Rolwaling was definitley the most challenging and I was in good shape that year.
Dolka to Singati Bazaar.
Singati to Jagat
Jagat to Simigaon
Simagaon to Gyalcha
Gyalcha to beding
Beding to Na
Rest day in na
Na had some tea houses that were quite nice. Lots of climbers around. WE also visited the Dong Monastery
Na acclimazatation walk to Duht Pokari was a good day trip. 3 hours up and 2 down
Na to Chhu
Chhu to base camp
Base camp across Trashi Lapka to Base camp
Base camp to Thame
Camped at Apa Sherpa's tea house here. Heard all about his summits. I think he was at 15 then.
Thame to Namchee Bazaar
Chhu to base camp was an exhausting day. Chhu was a bit of an oasis. Tucked under some large boulders two did had a little tea house with beers etc. A nice surprise as I was expecting nothing. My understand was that they came up from Beding when they saw groups going through.
Heading to base camp was relentless glacier boulder walking. donw in a warm spot and up into frezzing air. Eight very hard hours. My hardest day ever in Nepal. Base camp is a boulderfield and we had no toilet tent up and were wspread around trying to find little flat spots.

WE were on the way at 4 am. It is glacier walking but "nice" glacier walking. Not the rubble strewn boulder field of the day before. Did I say some boulders were like Volkswagon beetles?
WE did have crampons and etc. There was nice fresh snow and a good path up the pass so I didn't use the crampons or ice ax. It would depend on your comfort level. I felt very comfortable and wished I could ski it. I ma sure at some times you would use the ice axe and crampons. The sherpas did have a bit of trouble and the climbing sirdar used his crampons.

Direction 1 ->
According to the trekking account, why did the writer not use the crampons or ice ax on the pass?

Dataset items
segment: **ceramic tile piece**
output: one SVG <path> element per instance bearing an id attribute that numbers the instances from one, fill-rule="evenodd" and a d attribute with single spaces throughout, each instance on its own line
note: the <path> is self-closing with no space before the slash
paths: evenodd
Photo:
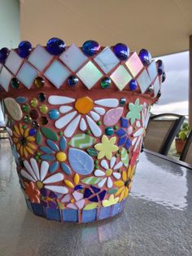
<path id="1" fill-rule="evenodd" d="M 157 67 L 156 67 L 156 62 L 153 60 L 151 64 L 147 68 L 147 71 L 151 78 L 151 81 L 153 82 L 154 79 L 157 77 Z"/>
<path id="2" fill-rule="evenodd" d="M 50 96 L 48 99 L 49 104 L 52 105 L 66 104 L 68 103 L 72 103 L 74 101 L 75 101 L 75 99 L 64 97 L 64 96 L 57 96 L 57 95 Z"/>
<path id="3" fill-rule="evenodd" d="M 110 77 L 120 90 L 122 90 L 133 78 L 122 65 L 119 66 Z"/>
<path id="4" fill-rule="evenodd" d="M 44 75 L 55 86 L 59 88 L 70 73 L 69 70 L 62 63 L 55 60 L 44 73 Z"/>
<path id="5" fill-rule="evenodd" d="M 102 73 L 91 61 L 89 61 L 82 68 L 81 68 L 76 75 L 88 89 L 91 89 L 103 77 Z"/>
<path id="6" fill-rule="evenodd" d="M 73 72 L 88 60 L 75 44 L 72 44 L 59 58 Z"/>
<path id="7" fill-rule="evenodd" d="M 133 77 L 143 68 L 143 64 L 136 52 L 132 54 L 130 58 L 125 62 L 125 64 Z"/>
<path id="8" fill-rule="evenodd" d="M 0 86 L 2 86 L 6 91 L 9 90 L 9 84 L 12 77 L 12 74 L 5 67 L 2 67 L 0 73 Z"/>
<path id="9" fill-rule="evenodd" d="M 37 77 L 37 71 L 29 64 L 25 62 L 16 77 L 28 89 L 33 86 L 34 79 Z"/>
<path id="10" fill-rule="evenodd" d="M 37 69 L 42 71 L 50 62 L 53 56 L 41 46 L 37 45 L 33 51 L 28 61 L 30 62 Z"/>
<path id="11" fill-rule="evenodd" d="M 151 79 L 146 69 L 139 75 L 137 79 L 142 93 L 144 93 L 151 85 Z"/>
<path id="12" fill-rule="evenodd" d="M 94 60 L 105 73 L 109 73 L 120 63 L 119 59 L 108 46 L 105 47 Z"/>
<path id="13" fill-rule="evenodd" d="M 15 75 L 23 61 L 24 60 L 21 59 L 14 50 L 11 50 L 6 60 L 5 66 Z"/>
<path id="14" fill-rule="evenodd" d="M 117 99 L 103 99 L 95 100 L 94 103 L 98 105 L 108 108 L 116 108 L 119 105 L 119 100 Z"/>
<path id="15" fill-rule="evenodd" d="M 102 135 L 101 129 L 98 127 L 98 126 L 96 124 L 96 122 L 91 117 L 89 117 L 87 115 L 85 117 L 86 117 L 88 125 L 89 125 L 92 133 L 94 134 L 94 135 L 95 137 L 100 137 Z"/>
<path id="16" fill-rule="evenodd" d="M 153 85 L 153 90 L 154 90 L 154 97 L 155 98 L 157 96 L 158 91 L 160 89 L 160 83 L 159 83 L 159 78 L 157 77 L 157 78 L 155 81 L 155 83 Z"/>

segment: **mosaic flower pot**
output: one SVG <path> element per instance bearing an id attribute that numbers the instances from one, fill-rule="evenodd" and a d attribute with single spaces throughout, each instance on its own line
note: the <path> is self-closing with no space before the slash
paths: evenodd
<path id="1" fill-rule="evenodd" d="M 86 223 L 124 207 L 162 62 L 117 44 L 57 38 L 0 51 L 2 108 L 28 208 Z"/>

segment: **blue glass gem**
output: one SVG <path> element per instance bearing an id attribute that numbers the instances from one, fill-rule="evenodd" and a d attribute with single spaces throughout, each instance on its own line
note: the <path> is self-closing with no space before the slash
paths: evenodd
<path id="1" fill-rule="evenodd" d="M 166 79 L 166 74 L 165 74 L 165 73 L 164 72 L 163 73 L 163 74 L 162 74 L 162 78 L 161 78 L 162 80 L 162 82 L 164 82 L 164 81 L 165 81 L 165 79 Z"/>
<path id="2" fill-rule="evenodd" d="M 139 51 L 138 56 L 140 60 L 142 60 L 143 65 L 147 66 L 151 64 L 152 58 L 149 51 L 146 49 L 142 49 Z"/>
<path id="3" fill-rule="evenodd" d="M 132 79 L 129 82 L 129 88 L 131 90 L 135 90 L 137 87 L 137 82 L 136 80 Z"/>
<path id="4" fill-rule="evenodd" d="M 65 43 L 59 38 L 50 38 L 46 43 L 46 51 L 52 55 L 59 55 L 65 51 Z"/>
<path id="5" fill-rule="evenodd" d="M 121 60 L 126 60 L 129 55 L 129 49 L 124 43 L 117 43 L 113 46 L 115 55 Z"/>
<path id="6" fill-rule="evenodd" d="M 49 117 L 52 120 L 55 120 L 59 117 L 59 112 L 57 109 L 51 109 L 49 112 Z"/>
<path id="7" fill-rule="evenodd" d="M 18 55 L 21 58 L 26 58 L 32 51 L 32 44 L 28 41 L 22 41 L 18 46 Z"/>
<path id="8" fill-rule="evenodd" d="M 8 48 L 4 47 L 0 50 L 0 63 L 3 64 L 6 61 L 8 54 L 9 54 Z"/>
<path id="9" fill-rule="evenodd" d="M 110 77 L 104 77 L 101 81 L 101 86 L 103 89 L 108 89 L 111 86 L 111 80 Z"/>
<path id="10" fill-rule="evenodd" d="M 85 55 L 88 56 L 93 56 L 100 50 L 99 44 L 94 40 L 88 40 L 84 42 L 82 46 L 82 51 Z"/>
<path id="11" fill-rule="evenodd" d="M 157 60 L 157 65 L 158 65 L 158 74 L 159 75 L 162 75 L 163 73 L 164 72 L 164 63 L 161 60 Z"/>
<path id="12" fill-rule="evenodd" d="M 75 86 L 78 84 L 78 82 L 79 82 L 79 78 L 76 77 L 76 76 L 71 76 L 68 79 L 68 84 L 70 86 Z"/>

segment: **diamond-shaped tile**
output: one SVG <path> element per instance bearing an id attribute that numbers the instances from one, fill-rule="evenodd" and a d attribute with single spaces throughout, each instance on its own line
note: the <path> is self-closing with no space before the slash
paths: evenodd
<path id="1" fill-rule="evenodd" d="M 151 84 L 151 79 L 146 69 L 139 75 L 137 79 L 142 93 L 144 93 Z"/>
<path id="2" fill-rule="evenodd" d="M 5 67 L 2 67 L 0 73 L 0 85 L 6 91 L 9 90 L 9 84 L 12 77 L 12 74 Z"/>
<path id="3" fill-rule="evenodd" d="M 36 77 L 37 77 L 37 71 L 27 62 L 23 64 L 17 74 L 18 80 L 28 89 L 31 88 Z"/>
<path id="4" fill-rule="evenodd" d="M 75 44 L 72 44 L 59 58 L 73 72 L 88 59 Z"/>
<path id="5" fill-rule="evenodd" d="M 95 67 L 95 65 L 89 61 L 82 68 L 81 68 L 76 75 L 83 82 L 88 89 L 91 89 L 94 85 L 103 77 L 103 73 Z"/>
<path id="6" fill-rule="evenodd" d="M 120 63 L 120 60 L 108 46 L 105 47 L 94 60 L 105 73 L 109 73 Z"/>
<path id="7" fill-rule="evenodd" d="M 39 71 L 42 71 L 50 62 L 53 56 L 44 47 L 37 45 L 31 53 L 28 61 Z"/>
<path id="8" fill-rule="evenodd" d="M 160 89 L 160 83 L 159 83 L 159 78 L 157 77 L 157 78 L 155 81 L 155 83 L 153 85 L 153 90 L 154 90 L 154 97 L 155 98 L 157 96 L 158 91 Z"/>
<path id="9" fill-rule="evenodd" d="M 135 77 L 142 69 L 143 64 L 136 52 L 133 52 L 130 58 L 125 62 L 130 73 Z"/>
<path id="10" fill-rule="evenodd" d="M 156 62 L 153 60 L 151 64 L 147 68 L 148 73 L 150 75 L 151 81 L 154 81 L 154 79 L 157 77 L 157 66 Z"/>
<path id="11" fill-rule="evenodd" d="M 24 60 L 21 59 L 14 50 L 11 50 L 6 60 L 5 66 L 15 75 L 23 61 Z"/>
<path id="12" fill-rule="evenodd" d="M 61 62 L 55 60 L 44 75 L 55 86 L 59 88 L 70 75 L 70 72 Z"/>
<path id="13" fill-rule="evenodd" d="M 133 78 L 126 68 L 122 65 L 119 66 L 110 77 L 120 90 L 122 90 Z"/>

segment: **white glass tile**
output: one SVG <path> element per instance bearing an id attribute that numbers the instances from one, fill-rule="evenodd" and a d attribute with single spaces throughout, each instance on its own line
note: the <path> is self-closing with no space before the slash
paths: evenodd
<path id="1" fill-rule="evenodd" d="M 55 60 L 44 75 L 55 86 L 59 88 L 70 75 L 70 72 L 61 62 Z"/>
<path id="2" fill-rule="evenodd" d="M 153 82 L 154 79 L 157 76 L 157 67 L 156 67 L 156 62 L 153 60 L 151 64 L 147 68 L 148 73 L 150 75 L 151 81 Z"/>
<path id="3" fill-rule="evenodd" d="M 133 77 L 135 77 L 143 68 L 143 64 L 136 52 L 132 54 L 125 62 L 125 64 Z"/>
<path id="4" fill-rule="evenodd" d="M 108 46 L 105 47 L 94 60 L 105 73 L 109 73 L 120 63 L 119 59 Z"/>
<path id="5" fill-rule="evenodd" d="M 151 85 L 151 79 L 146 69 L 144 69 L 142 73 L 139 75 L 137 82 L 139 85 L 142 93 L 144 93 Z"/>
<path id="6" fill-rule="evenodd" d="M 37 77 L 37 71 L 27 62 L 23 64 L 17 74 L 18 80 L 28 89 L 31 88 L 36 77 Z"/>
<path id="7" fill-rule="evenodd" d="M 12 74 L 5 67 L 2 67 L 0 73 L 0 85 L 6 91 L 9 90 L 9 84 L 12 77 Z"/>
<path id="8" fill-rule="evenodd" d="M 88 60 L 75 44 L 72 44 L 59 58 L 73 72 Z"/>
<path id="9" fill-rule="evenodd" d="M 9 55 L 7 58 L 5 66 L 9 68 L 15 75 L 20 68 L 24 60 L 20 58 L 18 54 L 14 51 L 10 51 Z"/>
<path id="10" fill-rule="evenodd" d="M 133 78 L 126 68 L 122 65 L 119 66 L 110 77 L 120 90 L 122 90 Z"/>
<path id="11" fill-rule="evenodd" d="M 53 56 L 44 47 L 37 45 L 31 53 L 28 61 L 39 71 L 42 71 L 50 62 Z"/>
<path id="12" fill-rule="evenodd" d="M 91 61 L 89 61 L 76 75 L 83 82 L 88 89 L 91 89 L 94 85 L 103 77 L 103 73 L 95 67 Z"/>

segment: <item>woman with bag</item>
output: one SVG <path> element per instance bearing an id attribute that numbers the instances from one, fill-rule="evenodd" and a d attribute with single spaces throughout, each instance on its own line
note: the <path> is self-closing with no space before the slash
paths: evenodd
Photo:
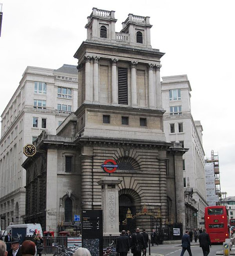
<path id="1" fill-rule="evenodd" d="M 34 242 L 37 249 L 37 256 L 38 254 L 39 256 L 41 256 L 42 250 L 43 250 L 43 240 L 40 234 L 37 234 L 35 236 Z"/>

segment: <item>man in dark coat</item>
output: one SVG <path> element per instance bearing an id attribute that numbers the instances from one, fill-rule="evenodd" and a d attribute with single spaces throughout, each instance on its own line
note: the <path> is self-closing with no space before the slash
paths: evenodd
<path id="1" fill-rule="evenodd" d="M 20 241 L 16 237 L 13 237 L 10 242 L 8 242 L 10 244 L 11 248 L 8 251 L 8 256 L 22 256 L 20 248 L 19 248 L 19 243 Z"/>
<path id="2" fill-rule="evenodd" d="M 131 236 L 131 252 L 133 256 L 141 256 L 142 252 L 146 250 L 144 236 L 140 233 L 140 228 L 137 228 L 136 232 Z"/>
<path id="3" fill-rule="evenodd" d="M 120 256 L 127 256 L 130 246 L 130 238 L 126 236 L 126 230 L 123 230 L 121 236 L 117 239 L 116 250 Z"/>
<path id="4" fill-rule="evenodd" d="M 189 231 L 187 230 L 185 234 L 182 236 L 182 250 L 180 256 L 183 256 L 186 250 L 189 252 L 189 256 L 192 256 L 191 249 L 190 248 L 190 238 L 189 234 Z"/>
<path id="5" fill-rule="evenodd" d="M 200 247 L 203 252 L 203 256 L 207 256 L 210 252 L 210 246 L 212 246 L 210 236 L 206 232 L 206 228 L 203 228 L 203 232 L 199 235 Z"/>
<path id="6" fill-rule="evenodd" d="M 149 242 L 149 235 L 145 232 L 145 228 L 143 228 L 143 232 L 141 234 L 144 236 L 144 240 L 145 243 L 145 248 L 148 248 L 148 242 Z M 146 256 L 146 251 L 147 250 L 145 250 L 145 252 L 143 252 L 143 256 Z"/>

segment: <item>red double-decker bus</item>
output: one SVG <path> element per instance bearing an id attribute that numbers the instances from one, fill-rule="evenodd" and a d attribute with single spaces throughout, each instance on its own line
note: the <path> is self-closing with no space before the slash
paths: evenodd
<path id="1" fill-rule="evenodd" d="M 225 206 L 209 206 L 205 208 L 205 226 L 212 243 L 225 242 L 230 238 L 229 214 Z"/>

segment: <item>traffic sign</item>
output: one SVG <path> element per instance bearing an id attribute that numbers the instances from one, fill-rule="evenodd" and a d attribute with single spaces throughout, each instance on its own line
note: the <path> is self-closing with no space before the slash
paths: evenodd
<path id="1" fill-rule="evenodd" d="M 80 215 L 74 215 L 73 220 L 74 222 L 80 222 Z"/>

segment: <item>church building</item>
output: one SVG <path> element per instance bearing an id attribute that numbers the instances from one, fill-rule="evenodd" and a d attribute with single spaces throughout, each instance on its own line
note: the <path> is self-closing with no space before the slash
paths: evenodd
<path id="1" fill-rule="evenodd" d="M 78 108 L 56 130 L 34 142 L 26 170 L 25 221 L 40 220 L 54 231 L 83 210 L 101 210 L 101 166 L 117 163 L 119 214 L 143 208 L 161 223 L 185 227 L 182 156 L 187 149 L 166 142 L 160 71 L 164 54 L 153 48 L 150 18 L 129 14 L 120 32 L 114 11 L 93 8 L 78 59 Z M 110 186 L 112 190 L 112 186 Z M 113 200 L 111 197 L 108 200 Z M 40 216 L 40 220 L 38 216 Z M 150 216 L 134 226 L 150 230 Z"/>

Direction 2 ->
In the records, reproduce only the lines between the line holding "segment: **mosaic flower pot**" and the line holding "86 223 L 124", inclusive, changing "self-closing" to "self-terminating" and leaving everything else unchanged.

Correct result 1 ->
There was nice fresh snow and a good path up the pass, so the writer felt very comfortable without them.

Correct result 2 ->
segment: **mosaic flower pot**
output: one SVG <path> element per instance bearing an id attribute that numbers the instances from one, fill-rule="evenodd" and a d attribute with single spaces throughout, each instance on its own line
note: the <path> is self-terminating with no space before the slash
paths: evenodd
<path id="1" fill-rule="evenodd" d="M 86 223 L 124 207 L 162 62 L 117 44 L 57 38 L 0 51 L 2 108 L 28 208 Z"/>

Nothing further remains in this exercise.